* Start Provided records *

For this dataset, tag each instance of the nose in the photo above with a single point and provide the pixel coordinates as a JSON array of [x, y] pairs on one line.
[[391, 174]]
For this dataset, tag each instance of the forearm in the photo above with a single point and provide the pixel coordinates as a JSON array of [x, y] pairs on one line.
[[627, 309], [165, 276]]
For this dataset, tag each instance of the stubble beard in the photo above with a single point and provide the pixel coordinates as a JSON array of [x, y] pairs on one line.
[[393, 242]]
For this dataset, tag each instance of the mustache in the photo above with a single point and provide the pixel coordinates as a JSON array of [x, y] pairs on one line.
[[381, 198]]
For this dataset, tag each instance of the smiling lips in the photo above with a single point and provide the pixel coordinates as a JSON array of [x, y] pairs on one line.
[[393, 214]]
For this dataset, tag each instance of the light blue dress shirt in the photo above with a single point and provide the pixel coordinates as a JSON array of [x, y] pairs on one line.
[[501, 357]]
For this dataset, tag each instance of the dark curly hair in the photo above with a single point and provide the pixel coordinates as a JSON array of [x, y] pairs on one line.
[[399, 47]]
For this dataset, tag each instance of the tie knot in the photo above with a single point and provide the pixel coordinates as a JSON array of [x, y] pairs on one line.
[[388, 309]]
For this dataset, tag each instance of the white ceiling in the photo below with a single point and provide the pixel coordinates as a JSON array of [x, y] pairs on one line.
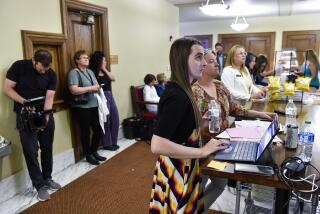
[[189, 9]]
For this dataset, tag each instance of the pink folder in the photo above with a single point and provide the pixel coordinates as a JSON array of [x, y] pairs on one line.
[[253, 133]]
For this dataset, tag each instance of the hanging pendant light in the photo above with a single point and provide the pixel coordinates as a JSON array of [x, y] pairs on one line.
[[238, 26], [214, 9]]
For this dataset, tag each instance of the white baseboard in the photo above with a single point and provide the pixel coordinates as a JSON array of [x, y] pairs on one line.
[[20, 182]]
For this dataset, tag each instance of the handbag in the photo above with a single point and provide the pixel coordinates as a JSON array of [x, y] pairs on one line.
[[72, 99]]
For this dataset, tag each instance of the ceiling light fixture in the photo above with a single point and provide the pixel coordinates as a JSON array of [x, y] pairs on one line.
[[214, 9], [238, 26]]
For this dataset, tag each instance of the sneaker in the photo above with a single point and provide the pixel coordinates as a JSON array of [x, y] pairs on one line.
[[116, 147], [92, 160], [98, 157], [110, 148], [43, 194], [50, 184]]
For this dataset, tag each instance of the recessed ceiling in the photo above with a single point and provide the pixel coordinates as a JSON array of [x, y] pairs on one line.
[[189, 9]]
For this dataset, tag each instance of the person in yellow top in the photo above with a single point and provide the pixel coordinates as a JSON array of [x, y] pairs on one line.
[[236, 77]]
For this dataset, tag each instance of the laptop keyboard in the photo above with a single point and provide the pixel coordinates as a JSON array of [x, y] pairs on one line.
[[244, 150]]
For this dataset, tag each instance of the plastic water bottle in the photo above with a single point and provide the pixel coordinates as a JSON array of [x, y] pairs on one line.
[[214, 117], [308, 140], [291, 114]]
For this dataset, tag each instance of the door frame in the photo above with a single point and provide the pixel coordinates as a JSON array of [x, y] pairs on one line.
[[102, 12]]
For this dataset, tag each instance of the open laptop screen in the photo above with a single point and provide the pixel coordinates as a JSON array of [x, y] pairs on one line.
[[267, 137]]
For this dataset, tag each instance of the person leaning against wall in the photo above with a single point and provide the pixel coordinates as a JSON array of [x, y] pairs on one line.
[[98, 65], [177, 184], [87, 114], [28, 79]]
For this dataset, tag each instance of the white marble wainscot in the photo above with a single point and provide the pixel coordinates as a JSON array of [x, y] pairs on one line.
[[28, 196]]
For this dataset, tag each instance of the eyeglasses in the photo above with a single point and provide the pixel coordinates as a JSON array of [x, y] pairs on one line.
[[206, 51]]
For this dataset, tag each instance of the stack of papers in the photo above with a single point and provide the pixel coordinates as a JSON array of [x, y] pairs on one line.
[[245, 133]]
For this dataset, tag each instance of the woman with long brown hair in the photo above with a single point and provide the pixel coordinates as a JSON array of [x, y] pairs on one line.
[[177, 184]]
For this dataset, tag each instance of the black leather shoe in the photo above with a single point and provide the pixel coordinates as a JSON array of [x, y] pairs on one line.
[[98, 157], [110, 148], [92, 160]]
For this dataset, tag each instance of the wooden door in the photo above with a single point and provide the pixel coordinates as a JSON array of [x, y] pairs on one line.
[[257, 43], [301, 41], [83, 35]]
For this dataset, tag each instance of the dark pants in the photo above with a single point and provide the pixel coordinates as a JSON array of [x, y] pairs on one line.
[[31, 140], [111, 127], [89, 118]]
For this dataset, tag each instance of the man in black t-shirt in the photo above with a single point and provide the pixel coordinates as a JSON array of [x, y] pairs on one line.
[[27, 79]]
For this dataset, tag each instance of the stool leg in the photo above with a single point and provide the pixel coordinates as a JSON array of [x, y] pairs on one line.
[[238, 198]]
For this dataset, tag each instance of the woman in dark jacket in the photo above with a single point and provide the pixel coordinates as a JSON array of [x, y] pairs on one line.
[[86, 114], [98, 65]]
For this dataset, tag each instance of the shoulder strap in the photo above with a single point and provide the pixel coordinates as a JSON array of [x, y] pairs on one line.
[[80, 79]]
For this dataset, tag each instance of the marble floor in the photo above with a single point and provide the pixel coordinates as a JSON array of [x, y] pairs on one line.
[[263, 196]]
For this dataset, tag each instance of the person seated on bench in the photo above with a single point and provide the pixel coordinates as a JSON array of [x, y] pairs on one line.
[[150, 93]]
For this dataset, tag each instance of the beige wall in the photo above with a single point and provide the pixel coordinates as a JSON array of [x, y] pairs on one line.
[[276, 24], [138, 31]]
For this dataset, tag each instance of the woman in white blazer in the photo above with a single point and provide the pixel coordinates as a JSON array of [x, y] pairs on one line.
[[236, 76]]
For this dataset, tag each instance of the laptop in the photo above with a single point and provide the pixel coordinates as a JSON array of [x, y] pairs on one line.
[[248, 151]]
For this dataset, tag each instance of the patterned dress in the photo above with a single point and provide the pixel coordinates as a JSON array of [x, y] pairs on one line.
[[227, 105], [177, 186]]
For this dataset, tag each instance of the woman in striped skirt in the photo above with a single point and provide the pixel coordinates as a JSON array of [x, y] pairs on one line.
[[177, 182]]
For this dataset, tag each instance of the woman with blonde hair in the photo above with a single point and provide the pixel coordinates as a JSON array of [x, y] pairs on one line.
[[177, 186], [236, 77], [311, 67]]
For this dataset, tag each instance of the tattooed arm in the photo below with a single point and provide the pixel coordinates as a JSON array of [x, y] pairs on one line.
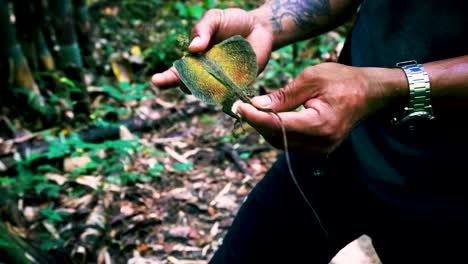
[[274, 24], [293, 20]]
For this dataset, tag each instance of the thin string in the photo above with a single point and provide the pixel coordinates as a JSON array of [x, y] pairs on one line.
[[291, 172]]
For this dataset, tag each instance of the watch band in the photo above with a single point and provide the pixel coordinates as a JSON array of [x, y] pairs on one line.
[[419, 87]]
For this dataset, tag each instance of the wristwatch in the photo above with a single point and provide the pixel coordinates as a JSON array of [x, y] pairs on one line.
[[419, 109]]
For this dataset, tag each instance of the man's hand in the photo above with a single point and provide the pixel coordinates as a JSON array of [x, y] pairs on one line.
[[335, 98], [217, 25]]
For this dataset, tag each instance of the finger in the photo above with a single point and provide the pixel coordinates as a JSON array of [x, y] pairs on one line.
[[288, 98], [204, 30], [306, 121], [169, 77]]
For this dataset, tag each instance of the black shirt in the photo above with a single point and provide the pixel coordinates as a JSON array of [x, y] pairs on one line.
[[421, 170]]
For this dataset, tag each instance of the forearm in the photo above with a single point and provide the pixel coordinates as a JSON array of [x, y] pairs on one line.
[[293, 20]]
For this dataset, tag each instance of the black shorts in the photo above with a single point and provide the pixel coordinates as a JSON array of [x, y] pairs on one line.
[[275, 225]]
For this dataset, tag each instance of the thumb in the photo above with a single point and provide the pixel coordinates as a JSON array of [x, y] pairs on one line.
[[285, 99], [204, 30]]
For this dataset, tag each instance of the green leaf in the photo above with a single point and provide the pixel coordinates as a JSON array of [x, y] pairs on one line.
[[196, 11], [7, 181], [51, 190], [4, 243], [182, 166], [51, 215], [244, 155]]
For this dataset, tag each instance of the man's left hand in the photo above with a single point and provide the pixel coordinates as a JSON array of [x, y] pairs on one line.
[[335, 98]]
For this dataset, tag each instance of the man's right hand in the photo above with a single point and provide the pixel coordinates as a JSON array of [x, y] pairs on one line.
[[217, 25]]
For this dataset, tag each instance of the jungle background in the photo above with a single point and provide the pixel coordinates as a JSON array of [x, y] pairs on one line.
[[99, 166]]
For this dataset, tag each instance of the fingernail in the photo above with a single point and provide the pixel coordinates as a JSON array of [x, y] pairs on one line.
[[262, 101], [195, 42]]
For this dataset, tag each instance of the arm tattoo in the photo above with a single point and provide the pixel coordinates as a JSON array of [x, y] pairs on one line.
[[304, 13]]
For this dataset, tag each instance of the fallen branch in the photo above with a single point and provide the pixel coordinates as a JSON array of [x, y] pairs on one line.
[[100, 134]]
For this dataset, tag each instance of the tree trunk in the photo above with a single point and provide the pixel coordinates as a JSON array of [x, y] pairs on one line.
[[17, 63], [69, 56]]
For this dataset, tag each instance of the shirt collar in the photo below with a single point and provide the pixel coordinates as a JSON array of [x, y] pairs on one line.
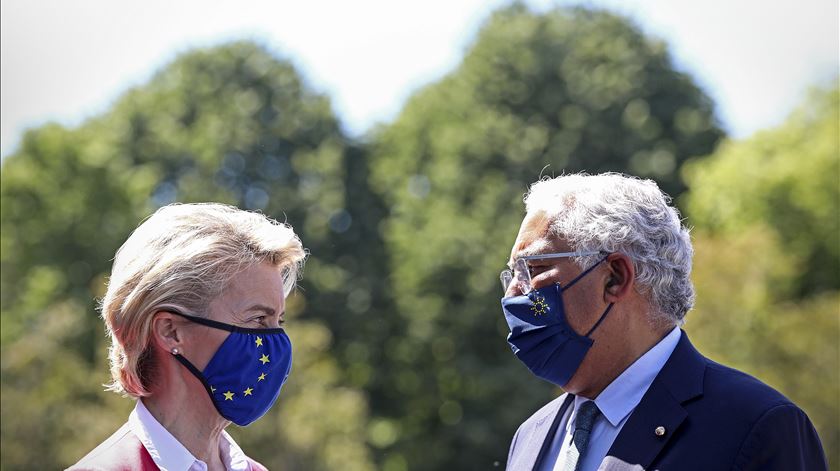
[[169, 454], [621, 396]]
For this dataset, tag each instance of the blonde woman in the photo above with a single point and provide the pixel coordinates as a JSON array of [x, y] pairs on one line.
[[194, 309]]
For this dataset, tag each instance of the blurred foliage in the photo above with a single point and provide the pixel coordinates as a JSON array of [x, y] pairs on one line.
[[575, 89], [787, 179], [767, 272], [399, 339]]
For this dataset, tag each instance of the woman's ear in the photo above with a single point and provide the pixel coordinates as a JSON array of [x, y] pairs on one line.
[[166, 331], [620, 279]]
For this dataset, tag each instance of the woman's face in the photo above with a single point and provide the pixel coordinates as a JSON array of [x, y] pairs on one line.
[[254, 299]]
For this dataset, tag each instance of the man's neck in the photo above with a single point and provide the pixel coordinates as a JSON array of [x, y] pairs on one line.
[[622, 358]]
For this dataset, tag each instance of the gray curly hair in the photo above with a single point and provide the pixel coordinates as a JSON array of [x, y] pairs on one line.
[[612, 212]]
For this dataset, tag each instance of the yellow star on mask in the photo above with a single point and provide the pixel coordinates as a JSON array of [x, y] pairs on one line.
[[540, 307]]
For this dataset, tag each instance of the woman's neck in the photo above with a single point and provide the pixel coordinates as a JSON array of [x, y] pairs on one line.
[[194, 422]]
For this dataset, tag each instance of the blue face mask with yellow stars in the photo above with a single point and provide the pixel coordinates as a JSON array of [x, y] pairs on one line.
[[540, 335], [246, 373]]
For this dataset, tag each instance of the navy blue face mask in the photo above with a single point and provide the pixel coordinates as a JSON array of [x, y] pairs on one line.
[[540, 335], [246, 373]]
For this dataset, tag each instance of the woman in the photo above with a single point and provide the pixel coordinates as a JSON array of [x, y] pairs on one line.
[[194, 310]]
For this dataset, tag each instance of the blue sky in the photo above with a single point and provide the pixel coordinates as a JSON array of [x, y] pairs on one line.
[[66, 61]]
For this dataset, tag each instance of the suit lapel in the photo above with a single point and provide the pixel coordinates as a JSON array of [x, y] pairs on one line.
[[680, 380], [537, 442]]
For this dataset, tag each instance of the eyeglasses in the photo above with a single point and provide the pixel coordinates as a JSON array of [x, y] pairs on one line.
[[521, 273]]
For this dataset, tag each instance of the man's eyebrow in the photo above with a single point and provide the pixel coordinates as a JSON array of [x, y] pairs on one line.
[[260, 307]]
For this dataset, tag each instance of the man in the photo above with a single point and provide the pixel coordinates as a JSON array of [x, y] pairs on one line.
[[599, 283]]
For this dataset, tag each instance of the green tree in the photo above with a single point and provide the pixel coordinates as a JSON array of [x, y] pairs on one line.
[[766, 270], [576, 89], [785, 178], [231, 124]]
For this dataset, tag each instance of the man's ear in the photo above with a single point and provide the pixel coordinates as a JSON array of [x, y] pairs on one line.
[[166, 332], [621, 277]]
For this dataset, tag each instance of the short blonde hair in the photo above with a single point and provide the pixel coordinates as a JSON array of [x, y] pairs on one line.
[[184, 255]]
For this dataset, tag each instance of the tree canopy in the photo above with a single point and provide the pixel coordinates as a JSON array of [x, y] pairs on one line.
[[398, 334]]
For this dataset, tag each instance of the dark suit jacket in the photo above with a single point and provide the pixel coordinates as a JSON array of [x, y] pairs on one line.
[[123, 451], [714, 418]]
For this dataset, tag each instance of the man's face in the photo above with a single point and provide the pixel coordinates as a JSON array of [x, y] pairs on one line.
[[584, 302]]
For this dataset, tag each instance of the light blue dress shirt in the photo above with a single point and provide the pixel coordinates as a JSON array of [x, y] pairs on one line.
[[616, 402]]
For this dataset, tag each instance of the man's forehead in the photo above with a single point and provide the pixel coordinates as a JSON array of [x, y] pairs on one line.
[[535, 237]]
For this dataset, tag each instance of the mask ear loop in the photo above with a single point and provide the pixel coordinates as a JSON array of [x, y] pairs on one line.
[[576, 279], [603, 316], [585, 272]]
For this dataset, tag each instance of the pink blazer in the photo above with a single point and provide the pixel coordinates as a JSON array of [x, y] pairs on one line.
[[123, 451]]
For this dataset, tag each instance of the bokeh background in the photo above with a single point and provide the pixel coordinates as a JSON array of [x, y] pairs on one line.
[[409, 198]]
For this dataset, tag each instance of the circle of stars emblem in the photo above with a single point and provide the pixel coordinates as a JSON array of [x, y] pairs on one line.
[[229, 395], [539, 307]]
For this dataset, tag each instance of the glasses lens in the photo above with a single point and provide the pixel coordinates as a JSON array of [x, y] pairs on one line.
[[523, 276], [506, 277]]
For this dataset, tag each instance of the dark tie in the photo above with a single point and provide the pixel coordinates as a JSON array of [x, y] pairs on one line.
[[585, 419]]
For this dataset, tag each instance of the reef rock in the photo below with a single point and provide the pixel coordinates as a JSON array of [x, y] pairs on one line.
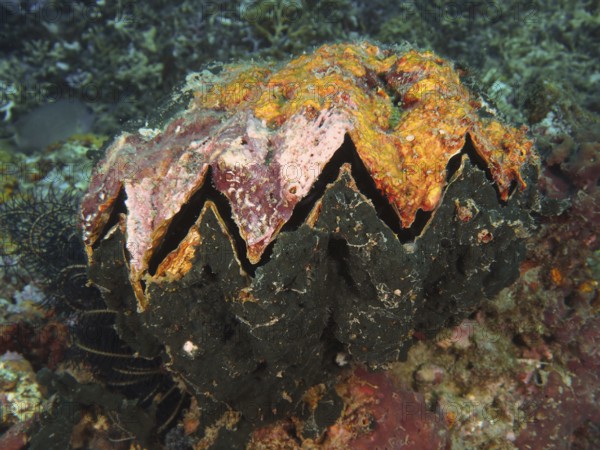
[[281, 222]]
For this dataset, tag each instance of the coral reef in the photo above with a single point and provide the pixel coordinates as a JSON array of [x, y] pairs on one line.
[[519, 372], [239, 273]]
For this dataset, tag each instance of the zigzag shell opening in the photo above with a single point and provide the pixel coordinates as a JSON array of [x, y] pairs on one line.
[[262, 145]]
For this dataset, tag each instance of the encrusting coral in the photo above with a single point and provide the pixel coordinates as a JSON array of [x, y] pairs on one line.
[[284, 222]]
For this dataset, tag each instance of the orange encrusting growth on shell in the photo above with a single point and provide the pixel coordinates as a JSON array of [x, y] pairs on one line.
[[411, 114], [264, 134]]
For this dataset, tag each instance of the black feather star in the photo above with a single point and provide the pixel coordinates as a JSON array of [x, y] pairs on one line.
[[40, 237]]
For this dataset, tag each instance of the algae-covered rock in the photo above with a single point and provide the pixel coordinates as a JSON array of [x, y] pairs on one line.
[[291, 220]]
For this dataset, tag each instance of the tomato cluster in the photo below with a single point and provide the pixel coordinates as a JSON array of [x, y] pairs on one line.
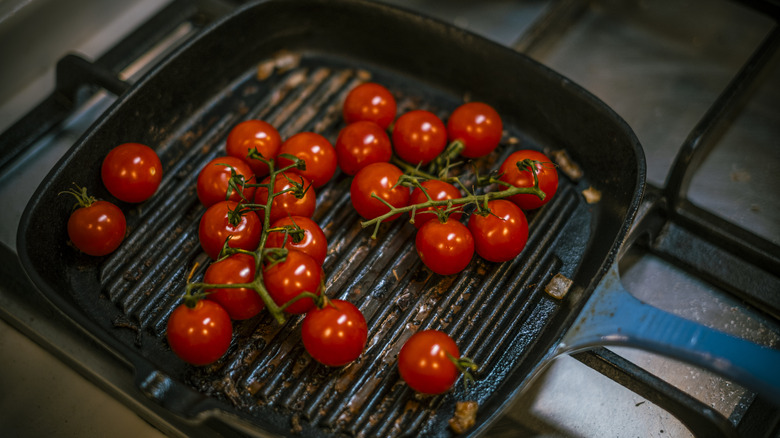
[[267, 252], [389, 180], [402, 165]]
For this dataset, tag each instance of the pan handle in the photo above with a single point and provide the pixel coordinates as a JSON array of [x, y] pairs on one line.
[[612, 316]]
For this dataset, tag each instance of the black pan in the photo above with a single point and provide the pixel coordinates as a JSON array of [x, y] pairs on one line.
[[499, 314]]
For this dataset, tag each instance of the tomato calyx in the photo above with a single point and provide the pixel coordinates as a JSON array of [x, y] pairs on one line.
[[83, 199], [294, 232], [465, 365]]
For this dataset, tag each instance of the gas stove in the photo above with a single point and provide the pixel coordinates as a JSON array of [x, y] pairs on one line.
[[697, 81]]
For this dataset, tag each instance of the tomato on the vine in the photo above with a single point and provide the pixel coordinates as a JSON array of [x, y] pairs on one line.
[[478, 126], [240, 303], [131, 172], [287, 204], [445, 247], [222, 221], [545, 171], [419, 136], [501, 234], [95, 227], [335, 334], [200, 335], [370, 101], [316, 151], [254, 134], [360, 144], [438, 190], [313, 241], [378, 179], [287, 279], [426, 364], [214, 178]]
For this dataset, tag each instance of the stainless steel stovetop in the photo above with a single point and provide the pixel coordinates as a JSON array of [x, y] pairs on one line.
[[661, 65]]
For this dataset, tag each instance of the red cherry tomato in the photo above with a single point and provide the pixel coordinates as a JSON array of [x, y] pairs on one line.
[[379, 179], [360, 144], [218, 224], [501, 235], [131, 172], [478, 126], [316, 151], [240, 303], [424, 362], [336, 334], [96, 228], [200, 335], [419, 136], [445, 247], [254, 134], [214, 177], [287, 204], [372, 102], [286, 280], [313, 242], [545, 170], [438, 191]]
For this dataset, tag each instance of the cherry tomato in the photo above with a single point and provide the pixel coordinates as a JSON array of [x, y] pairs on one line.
[[214, 177], [445, 247], [419, 136], [545, 170], [316, 151], [336, 334], [501, 235], [438, 191], [372, 102], [240, 303], [378, 179], [287, 204], [200, 335], [131, 172], [360, 144], [254, 134], [96, 228], [286, 280], [313, 242], [478, 126], [424, 362], [220, 222]]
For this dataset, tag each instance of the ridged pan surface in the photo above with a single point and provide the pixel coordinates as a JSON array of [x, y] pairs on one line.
[[498, 313]]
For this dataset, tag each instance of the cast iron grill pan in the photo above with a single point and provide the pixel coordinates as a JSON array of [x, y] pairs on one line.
[[291, 64]]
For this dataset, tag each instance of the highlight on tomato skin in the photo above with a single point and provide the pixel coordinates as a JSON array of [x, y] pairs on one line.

* End Provided records *

__Direction__.
Copy the data above word for word, from its first line through the line that contains "[[388, 309]]", including both ends.

__Response to the task__.
For this dataset, tag each instance of the nose in the photo above with a single point and provide the pixel coordinates as a JSON array of [x, y] pairs on one line.
[[391, 174]]
For this dataset, tag each instance of the forearm in the photo above with a single point and provide the pixel coordinates as a JSON array of [x, y] pairs on one line.
[[627, 309], [165, 276]]
For this dataset, tag each instance of the stubble beard in the photo above with a single point and provide the pixel coordinates as a JSON array of [x, y] pairs on one line.
[[393, 242]]
For this dataset, tag each instance of the mustache in the photo above with a single point and provide the pixel coordinates as a JSON array of [x, y] pairs on one line.
[[381, 198]]
For this dataset, tag each instance of the smiling lips in the photo above with a single point and provide the pixel coordinates as a JSON array of [x, y] pairs on one line.
[[393, 214]]
For this dataset, tag each instance of the light blue dress shirt in the photo above with a single point and provide the pixel coordinates as a JSON array of [x, y] pairs on one line.
[[501, 357]]
For this dataset, tag each instance of the dark curly hair in the photo above with a single point and provide the pixel coordinates as a JSON array of [x, y] pairs on one line.
[[399, 47]]
For this dataset, tag each instance of the tie knot in the photo above with a single point and provide the pixel coordinates as a JSON array of [x, y] pairs on one line.
[[388, 309]]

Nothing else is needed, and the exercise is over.